=== RECORDS PROVIDED ===

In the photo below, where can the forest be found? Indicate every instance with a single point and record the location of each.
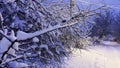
(44, 33)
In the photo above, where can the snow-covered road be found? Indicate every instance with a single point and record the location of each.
(95, 57)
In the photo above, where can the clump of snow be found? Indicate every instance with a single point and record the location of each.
(4, 44)
(12, 52)
(35, 39)
(46, 47)
(16, 64)
(16, 46)
(12, 36)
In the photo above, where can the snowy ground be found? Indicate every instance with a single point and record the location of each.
(107, 56)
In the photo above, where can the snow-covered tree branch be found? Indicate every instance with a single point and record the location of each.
(40, 32)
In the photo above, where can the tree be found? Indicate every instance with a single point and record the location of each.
(38, 32)
(102, 24)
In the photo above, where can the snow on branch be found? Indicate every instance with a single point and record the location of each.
(23, 36)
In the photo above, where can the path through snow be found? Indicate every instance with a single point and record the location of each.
(95, 57)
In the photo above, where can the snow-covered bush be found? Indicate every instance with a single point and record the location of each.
(38, 34)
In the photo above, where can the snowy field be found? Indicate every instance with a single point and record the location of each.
(96, 57)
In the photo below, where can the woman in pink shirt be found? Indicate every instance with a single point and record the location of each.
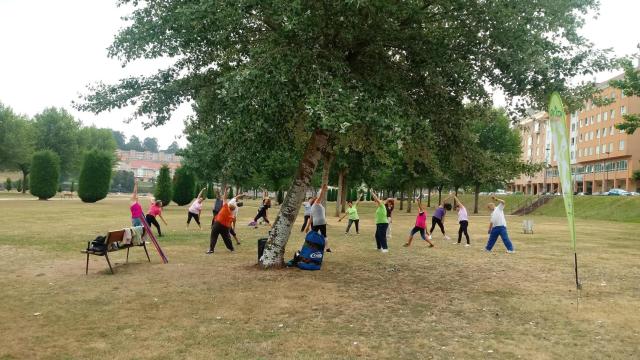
(137, 215)
(155, 210)
(421, 226)
(463, 220)
(195, 209)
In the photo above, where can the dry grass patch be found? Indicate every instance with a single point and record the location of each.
(440, 303)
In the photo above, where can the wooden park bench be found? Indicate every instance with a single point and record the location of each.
(111, 238)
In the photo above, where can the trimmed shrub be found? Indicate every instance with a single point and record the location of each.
(45, 173)
(95, 176)
(183, 186)
(163, 186)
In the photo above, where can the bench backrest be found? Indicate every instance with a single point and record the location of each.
(114, 236)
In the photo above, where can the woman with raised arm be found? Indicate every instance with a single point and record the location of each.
(421, 226)
(438, 217)
(352, 212)
(382, 223)
(196, 208)
(155, 210)
(463, 220)
(318, 221)
(137, 215)
(222, 224)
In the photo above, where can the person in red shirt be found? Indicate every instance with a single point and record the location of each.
(222, 224)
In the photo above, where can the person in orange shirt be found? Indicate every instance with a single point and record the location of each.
(222, 224)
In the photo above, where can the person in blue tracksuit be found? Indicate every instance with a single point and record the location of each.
(498, 226)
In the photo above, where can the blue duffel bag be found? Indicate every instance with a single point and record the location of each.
(312, 252)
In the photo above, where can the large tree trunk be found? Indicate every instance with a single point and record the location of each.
(475, 199)
(340, 193)
(327, 159)
(273, 255)
(343, 193)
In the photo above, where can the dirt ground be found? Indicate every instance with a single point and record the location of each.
(446, 302)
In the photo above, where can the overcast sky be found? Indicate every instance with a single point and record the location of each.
(50, 50)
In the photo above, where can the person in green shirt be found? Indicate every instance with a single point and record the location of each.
(382, 224)
(352, 212)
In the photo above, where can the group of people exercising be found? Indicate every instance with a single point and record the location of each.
(225, 214)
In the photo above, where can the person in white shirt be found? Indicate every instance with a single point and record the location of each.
(498, 226)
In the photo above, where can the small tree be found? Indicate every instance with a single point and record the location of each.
(45, 172)
(183, 186)
(95, 176)
(163, 186)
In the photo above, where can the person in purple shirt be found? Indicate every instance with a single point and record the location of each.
(438, 217)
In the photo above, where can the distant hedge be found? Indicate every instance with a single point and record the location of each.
(45, 173)
(95, 176)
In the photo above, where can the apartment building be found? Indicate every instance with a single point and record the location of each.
(602, 157)
(146, 165)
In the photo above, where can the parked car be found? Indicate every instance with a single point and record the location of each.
(618, 192)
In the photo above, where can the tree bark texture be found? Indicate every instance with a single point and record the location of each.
(274, 250)
(340, 191)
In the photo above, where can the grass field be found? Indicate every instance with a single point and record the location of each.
(442, 303)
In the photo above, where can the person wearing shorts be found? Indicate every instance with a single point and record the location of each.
(382, 224)
(420, 226)
(354, 218)
(318, 221)
(463, 220)
(438, 217)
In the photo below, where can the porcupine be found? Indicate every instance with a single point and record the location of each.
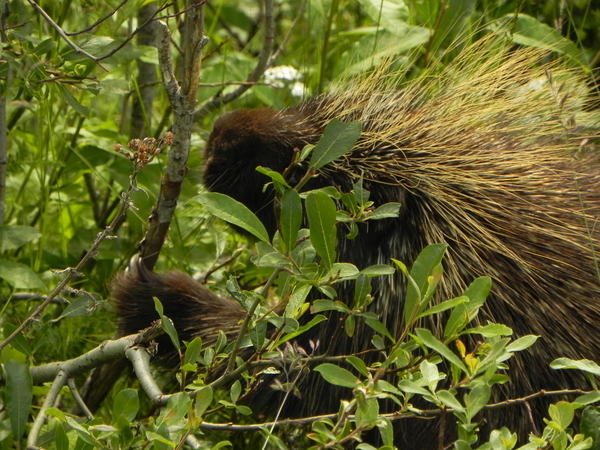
(480, 158)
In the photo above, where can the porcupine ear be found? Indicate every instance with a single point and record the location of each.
(241, 141)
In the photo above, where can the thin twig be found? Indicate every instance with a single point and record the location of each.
(264, 59)
(62, 34)
(99, 21)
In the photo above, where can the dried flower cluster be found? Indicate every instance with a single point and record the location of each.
(143, 151)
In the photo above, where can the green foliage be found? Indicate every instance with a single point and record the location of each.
(65, 113)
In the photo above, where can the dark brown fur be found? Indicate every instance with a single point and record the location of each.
(475, 167)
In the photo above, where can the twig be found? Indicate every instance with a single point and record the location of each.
(105, 352)
(140, 359)
(78, 399)
(145, 151)
(264, 59)
(289, 33)
(99, 21)
(62, 34)
(59, 381)
(183, 101)
(244, 327)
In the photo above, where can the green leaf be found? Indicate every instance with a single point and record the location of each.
(378, 270)
(258, 334)
(235, 391)
(275, 176)
(126, 404)
(81, 306)
(337, 376)
(421, 271)
(448, 304)
(359, 365)
(476, 400)
(338, 138)
(581, 364)
(387, 211)
(19, 394)
(14, 237)
(491, 330)
(590, 424)
(562, 413)
(586, 399)
(362, 288)
(20, 276)
(167, 325)
(73, 103)
(328, 305)
(192, 351)
(448, 399)
(291, 218)
(430, 374)
(234, 212)
(430, 341)
(204, 398)
(176, 409)
(477, 293)
(61, 440)
(297, 299)
(19, 342)
(321, 210)
(380, 328)
(413, 388)
(314, 321)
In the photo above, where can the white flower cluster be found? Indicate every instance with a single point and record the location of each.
(286, 76)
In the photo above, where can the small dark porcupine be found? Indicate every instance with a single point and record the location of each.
(491, 157)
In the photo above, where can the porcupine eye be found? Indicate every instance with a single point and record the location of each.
(239, 142)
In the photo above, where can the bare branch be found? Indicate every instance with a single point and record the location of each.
(264, 59)
(62, 34)
(183, 101)
(59, 381)
(99, 21)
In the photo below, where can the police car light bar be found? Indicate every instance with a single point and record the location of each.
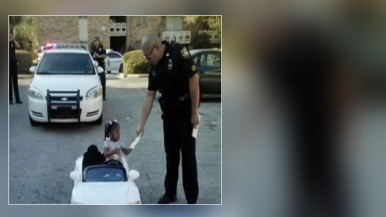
(68, 45)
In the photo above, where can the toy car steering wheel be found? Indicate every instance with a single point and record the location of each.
(113, 162)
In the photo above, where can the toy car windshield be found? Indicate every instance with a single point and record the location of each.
(105, 173)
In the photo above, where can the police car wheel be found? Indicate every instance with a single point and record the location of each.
(32, 122)
(99, 120)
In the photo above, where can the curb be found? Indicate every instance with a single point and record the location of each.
(133, 75)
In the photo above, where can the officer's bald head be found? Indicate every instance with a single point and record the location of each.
(148, 41)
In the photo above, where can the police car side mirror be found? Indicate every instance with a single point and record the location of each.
(75, 175)
(32, 69)
(100, 69)
(133, 175)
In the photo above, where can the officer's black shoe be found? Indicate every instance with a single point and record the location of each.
(165, 199)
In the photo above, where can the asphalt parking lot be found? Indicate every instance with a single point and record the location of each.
(41, 158)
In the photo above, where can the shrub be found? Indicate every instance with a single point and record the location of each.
(134, 62)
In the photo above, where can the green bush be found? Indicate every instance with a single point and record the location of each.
(25, 61)
(134, 62)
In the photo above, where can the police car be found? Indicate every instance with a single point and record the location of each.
(65, 88)
(108, 183)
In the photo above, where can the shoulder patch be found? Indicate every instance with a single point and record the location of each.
(185, 53)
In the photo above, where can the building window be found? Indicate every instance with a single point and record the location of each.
(140, 22)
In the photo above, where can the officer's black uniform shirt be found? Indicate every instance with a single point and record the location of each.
(172, 73)
(12, 52)
(100, 51)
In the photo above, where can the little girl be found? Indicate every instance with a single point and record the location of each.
(111, 150)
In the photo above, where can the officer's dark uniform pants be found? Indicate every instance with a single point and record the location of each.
(178, 137)
(13, 81)
(102, 76)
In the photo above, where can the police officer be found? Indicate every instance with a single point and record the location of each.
(13, 78)
(174, 74)
(98, 53)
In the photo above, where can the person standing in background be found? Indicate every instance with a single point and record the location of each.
(13, 78)
(98, 53)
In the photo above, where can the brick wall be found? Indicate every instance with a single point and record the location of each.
(59, 29)
(65, 29)
(95, 24)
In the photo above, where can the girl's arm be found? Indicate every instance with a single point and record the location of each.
(126, 151)
(107, 152)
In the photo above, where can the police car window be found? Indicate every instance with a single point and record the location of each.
(65, 63)
(113, 55)
(211, 60)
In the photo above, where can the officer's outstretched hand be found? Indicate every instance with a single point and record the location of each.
(195, 120)
(140, 130)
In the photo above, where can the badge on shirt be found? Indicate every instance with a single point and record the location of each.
(170, 64)
(185, 53)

===

## WRITTEN REQUEST
Reproduce, exactly and with nothing added, the lines from the one that includes "In the photo above, where can the police officer" through the last line of the material.

## FINAL ANSWER
In the photo above, where can the police officer be found? Indicate every instance with a single point and record the location of each.
(13, 78)
(174, 74)
(98, 53)
In the photo above, where can the person standing in background be found? Indicate every instance with a single point and record the location of each.
(13, 78)
(98, 53)
In the photo above, where can the brick wall be found? Indicate every instance with a single point and record the location of each.
(59, 29)
(65, 29)
(95, 24)
In the photo above, where can the girl's arm be found? Indicate every instance with a single point and record the location of each.
(126, 151)
(107, 152)
In the photo above, where can the police car window be found? Indicate every instance with a single point and record the location of each.
(65, 63)
(113, 55)
(211, 60)
In the photo above, where can the officer's outstretched hand be found? Indicate every instance with a single point and record the location of each.
(195, 120)
(140, 130)
In the photo above, where can the badge on shirt be found? Indicate every instance with a single point and record the location of each.
(170, 64)
(185, 53)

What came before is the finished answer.